Task instructions.
Would you write the data out once more, exactly as it is?

Region pointing data:
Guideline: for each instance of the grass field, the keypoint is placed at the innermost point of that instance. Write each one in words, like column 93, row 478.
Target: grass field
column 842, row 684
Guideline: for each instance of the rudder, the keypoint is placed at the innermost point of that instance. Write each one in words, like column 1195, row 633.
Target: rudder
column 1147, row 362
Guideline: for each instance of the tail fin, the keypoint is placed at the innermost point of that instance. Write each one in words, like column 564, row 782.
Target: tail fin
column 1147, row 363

Output of the task.
Guideline: for each instance of the grass field, the keypoint is placed at the innermost point of that instance. Write each one in words, like column 93, row 478.
Target: grass field
column 842, row 684
Guideline: for each instance of the rudder, the keypoint is placed at the innermost point of that instance. Write each one in words, like column 1195, row 633.
Target: rudder
column 1147, row 362
Guideline: for each instance of the tail fin, the keypoint is placed at the innermost point of that instance. Write each one in words, like column 564, row 782.
Target: tail fin
column 1147, row 363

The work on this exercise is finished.